## [ZUR AUFGABE]
Führe den Text über die Serie „Stabil“ im Anschluss an seinen letzten Satz weiter.

## [EXTRAHIERTER TEXT]
------------------------

Aus Freaks werden Freunde

Greta wird mit dem Publikum hineingeworfen in eine Gruppe junger Menschen, die auf den ersten Blick wie echte Freaks wirken: die kleine blonde Zimmergenossin Michelle (Katharina Hirschberg) wäscht sich zum Beispiel nicht und lässt ihre Hälfte des Zimmers zu einer Art Mordor der Psychiatrie verkommen. Um ihre Mundwinkel bildet sich Schorf, weil sie sich regelmäßig Chilischoten „bestraft“. Sie fühlt sich ungeliebt von ihrer Mutter zurückgelassen.

Ein anderer Fall ist Frederik (Beren Zint), den alle nur Fresse nennen. In seiner ersten Szene sieht man ihn sich seine Hände am Sicherheitsglas blutig schlagen. Beren Zint hat eine beeindruckende furchteinflößende Präsenz in der Rolle. Wie aber bei allen Figuren nimmt sich die Serie „Stabil“ Zeit in der behutsamen Charakterzeichnung, um die Hintergründe genauer zu beleuchten und vielschichtigere Facetten zu zeigen.

Intensiv, aber auch wholesome

Die jungen Männer und Frauen sind in der Psychiatrie nicht ein- oder weggesperrt, sondern genau am richtigen Platz. Sie haben mit dem kumpeligen Uwe oder der Autorität, aber auch Wärme ausstrahlenden Dr. Kim (Abak Safaei-Rad) das richtige Personal an der Hand und unterstützen sich gegenseitig. Teils bevorzugen sie es sogar, hier als zuhause bei den Eltern zu sein wie Alireza (Caspar Kamyar), der ein Auge auf die neue Greta wirft. Es ist eine kontrollierte Umgebung, in der sie sich besser ihren Ängsten stellen oder zumindest damit leben können.

------------------------

[In einem Datensatz enthaltene Einträge]
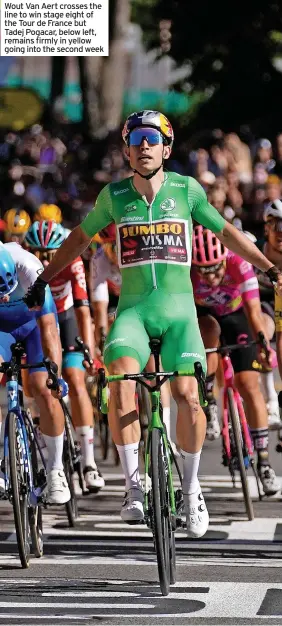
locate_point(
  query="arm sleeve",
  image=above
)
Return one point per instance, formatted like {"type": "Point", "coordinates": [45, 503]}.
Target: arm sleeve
{"type": "Point", "coordinates": [101, 215]}
{"type": "Point", "coordinates": [201, 210]}
{"type": "Point", "coordinates": [245, 277]}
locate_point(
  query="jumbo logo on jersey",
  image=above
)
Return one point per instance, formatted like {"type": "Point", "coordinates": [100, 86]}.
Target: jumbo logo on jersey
{"type": "Point", "coordinates": [163, 241]}
{"type": "Point", "coordinates": [130, 207]}
{"type": "Point", "coordinates": [168, 204]}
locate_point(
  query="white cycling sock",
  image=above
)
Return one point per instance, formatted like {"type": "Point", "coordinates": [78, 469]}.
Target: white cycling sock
{"type": "Point", "coordinates": [85, 436]}
{"type": "Point", "coordinates": [55, 451]}
{"type": "Point", "coordinates": [191, 461]}
{"type": "Point", "coordinates": [269, 391]}
{"type": "Point", "coordinates": [129, 459]}
{"type": "Point", "coordinates": [166, 420]}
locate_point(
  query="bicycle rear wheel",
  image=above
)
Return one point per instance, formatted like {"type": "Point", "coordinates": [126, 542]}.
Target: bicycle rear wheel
{"type": "Point", "coordinates": [69, 454]}
{"type": "Point", "coordinates": [18, 489]}
{"type": "Point", "coordinates": [35, 512]}
{"type": "Point", "coordinates": [160, 511]}
{"type": "Point", "coordinates": [238, 440]}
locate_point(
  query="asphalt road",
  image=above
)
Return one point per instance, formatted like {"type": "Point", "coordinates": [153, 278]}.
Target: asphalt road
{"type": "Point", "coordinates": [104, 572]}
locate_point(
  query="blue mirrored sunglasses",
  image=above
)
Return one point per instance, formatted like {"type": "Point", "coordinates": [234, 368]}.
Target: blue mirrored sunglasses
{"type": "Point", "coordinates": [152, 136]}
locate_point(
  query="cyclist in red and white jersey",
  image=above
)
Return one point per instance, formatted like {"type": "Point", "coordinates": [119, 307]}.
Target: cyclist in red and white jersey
{"type": "Point", "coordinates": [228, 305]}
{"type": "Point", "coordinates": [70, 295]}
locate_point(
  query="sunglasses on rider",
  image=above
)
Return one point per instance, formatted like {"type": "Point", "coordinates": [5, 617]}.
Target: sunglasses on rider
{"type": "Point", "coordinates": [211, 269]}
{"type": "Point", "coordinates": [152, 136]}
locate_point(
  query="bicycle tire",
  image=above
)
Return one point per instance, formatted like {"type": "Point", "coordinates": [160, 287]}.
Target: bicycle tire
{"type": "Point", "coordinates": [19, 498]}
{"type": "Point", "coordinates": [160, 512]}
{"type": "Point", "coordinates": [236, 428]}
{"type": "Point", "coordinates": [35, 512]}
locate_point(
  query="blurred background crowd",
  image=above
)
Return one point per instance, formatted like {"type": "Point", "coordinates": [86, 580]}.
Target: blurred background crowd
{"type": "Point", "coordinates": [219, 84]}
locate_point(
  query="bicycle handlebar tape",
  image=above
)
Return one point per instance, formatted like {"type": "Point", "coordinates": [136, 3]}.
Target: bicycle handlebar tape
{"type": "Point", "coordinates": [272, 274]}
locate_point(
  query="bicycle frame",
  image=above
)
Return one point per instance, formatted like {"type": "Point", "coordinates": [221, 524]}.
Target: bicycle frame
{"type": "Point", "coordinates": [15, 406]}
{"type": "Point", "coordinates": [229, 382]}
{"type": "Point", "coordinates": [156, 420]}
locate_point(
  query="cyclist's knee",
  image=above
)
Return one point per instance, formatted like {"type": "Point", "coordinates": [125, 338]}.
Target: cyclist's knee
{"type": "Point", "coordinates": [39, 388]}
{"type": "Point", "coordinates": [210, 330]}
{"type": "Point", "coordinates": [247, 383]}
{"type": "Point", "coordinates": [187, 395]}
{"type": "Point", "coordinates": [76, 381]}
{"type": "Point", "coordinates": [269, 326]}
{"type": "Point", "coordinates": [121, 393]}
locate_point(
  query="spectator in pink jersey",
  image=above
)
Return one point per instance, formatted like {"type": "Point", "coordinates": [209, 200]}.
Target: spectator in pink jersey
{"type": "Point", "coordinates": [227, 298]}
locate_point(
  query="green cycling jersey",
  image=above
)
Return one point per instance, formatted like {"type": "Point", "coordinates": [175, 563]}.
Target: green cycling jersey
{"type": "Point", "coordinates": [154, 255]}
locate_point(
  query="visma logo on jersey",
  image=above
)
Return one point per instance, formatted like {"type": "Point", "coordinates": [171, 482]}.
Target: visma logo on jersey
{"type": "Point", "coordinates": [130, 207]}
{"type": "Point", "coordinates": [165, 241]}
{"type": "Point", "coordinates": [168, 204]}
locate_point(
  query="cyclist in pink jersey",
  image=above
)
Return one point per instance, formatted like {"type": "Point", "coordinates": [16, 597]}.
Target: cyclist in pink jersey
{"type": "Point", "coordinates": [228, 305]}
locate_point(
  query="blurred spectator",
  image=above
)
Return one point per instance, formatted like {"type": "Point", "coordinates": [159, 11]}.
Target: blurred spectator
{"type": "Point", "coordinates": [273, 188]}
{"type": "Point", "coordinates": [264, 154]}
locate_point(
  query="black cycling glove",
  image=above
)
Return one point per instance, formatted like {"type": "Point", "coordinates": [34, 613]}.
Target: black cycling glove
{"type": "Point", "coordinates": [273, 274]}
{"type": "Point", "coordinates": [35, 296]}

------------------------

## [ERGEBNIS]
Die Serie „Stabil“ hat dabei zahlreiche intensive und emotional aufwühlende Szenen, wenn sie Momente der Eskalation oder der Düsternis erzählt. Aber Teresa Fritzi Hoerl und ihre Regiekollegin Sinje Köhler samt dem Writers Room um Mareike Almedom, Berthold Wahjudi und Sarah Claire Wray haben daraus eine bittersüße Geschichte mit dem richtigen Händchen für die passende Popmusik zum rechten Zeitpunkt gemacht, bei der das Zusammenwachsen der Gruppe mit der Zeit – in den ersten drei gezeigten Episoden auf dem Filmfest – auch eine angenehme Wholesomeness verbreitet. Schnell fühlt man mit diesen jungen Figuren und will, dass es ihnen miteinander besser geht.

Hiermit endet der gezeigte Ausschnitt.